> [Work instruction]: Restate the following records word for word without images.

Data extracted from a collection
════════════════

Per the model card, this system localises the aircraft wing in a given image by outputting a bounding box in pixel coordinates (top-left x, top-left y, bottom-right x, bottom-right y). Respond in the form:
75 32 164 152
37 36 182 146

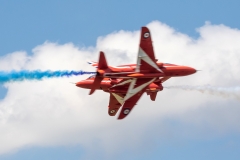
118 78 156 119
108 93 124 116
136 27 163 73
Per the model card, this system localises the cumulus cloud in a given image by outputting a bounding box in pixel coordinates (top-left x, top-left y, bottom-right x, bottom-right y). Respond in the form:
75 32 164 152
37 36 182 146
0 21 240 159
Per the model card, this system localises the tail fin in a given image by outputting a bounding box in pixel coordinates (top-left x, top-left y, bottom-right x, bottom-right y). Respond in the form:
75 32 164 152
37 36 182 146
89 51 108 95
98 51 108 70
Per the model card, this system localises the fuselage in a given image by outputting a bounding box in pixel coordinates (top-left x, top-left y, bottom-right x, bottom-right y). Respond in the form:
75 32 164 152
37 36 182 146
97 62 196 78
76 77 163 94
76 62 196 93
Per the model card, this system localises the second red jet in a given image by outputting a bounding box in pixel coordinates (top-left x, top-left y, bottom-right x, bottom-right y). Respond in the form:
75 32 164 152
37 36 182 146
76 27 196 119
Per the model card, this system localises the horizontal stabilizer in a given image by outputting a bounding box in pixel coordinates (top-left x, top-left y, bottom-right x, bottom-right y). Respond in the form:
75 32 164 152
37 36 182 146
89 51 109 95
150 92 157 101
87 61 98 68
89 76 103 95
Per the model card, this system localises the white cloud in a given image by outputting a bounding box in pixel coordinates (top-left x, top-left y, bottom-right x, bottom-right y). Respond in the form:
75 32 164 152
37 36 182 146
0 21 240 158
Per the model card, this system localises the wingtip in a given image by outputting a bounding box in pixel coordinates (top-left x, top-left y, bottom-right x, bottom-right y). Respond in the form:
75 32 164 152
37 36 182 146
117 114 125 120
141 26 150 31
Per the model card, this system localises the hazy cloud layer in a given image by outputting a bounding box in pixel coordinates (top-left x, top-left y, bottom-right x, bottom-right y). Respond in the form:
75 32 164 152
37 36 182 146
0 21 240 159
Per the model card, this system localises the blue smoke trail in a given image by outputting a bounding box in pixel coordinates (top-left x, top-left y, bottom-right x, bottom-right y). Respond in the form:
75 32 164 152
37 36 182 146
0 70 96 83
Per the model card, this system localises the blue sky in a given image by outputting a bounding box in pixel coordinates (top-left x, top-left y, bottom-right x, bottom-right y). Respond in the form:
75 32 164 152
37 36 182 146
0 1 240 160
1 0 239 54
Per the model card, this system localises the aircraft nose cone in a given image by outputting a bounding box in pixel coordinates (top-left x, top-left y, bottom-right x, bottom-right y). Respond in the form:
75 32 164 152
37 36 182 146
189 67 197 74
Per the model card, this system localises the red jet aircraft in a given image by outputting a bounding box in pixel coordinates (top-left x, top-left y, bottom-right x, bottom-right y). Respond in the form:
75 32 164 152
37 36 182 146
76 27 196 119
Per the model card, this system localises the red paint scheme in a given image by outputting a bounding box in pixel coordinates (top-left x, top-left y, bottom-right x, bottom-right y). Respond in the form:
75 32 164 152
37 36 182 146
76 27 196 120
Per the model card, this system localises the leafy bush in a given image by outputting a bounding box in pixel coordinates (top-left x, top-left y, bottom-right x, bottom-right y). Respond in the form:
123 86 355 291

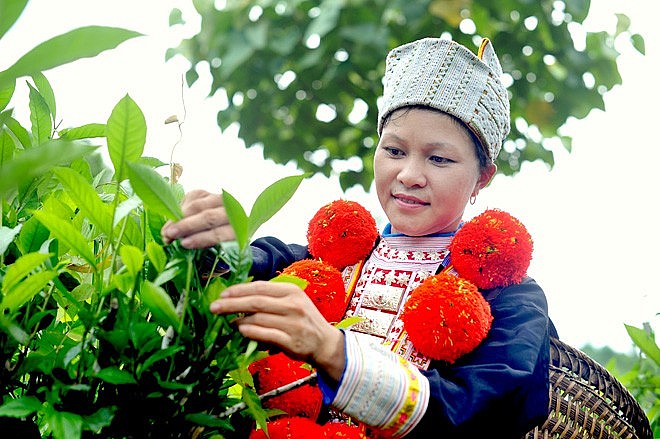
1 3 305 437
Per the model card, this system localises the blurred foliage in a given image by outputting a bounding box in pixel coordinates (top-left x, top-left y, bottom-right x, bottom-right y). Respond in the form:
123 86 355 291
168 0 645 191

════════════════

> [Task solution]:
Per the model card, this system localises the aircraft wing in a given image by outputting a bounding box in pixel coordinates (top-left x, top-left y, bottom-right x, bottom-right y). Respond in the form:
75 32 164 152
37 36 182 146

118 78 156 119
108 93 124 116
136 27 163 73
Per the model card, this system localises the cumulus cloud in a given image by outputting a bounding box in pixel coordinates (top-left x, top-left y, bottom-right x, bottom-right y). Respond in the form:
75 32 164 152
37 36 182 146
0 21 240 159
Per the model card, this system localises the tail fin in a given image by outputting a bounding box in pixel coordinates (top-left x, top-left y, bottom-right x, bottom-right y). Respond in the form:
75 32 164 152
37 36 182 146
89 51 108 95
98 51 108 70
Per the model card, this system localises the fuselage in a given image by outputting a bounding box in pixel coordinates (top-left x, top-left y, bottom-right x, bottom-right y). Respond in the form:
75 32 164 152
37 36 182 146
97 62 196 78
76 77 163 94
76 62 196 93
Per the model card, this system localises the second red jet in a given image by outputting a bounding box in pixel coordinates (top-left x, top-left y, bottom-right x, bottom-right y). Respond in the form:
75 32 164 152
37 36 182 146
76 27 196 119
Per the model card, this system localises the horizontal stabilizer in a given image by outputting a bounding box in pixel coordinates (top-left x, top-left y, bottom-right x, bottom-right y). Respond in the form:
75 32 164 152
37 36 182 146
89 51 109 95
150 92 157 101
87 61 98 68
89 76 103 95
Per the model card, this system localises the white cloud in a given image by outputting a bounding box in pixel coordinates (top-left x, top-left y, bottom-right x, bottom-right y). Respond in the form:
75 32 164 152
37 36 182 146
0 21 240 158
Per the model card, this system localises the wingtip in a given image by outputting a bounding box in pixel coordinates (top-left x, top-left y, bottom-right x, bottom-right y). Respond in the form:
75 32 164 152
37 36 182 146
117 114 125 120
141 26 150 31
Per the model card, this system localises the hazy cloud layer in a given image by outputting a bounding box in pixel coordinates (top-left x, top-left y, bottom-right x, bottom-right y). Respond in the form:
75 32 164 152
37 36 182 146
0 21 240 159
Per the model card, this system localises the blue smoke trail in a given image by outputting a bounding box in pixel coordinates (top-left x, top-left y, bottom-right x, bottom-right y). Respond in the form:
75 32 164 152
37 36 182 146
0 70 96 83
Per the model card, this system localises the blue sky in a given image by outputting a bounding box in pixel coordinates (top-left x, top-left y, bottom-right x, bottom-right y). Respond in the form:
75 32 164 152
37 36 182 146
0 1 240 160
1 0 239 54
Per the model card, this system localises the aircraft nose cone in a given image by outputting a bounding box in pixel coordinates (top-left x, top-left y, bottom-right x, bottom-right y). Respond in the form:
75 32 164 152
37 36 182 146
189 67 197 74
Per the model card, this system localises the red jet aircraft in a given image by outputting a bounding box in pixel coordinates (top-left x, top-left y, bottom-right x, bottom-right y). Respond in the form:
75 32 164 152
37 36 182 146
76 27 196 119
Per the model card, this system localises the red paint scheme in a given image by outputting a bounding box in pixel coordinates (top-left x, top-left y, bottom-right x, bottom-right y). Respond in the form:
75 32 164 152
37 36 182 146
76 27 196 120
Per the model card, this system localises the leafy bush in a given image by outputting a bounding box in pixel coordinates (top-left x, top-left y, bottom-right x, bottom-right y). Respond in the form:
123 86 355 291

1 3 305 437
Per the model card, this system localises the blurred foliage in a given image by outputting a bounding box in pixel coordinates (top-left x, top-left y, bottom-right x, bottom-right y). Respond in the form:
123 86 355 291
168 0 645 191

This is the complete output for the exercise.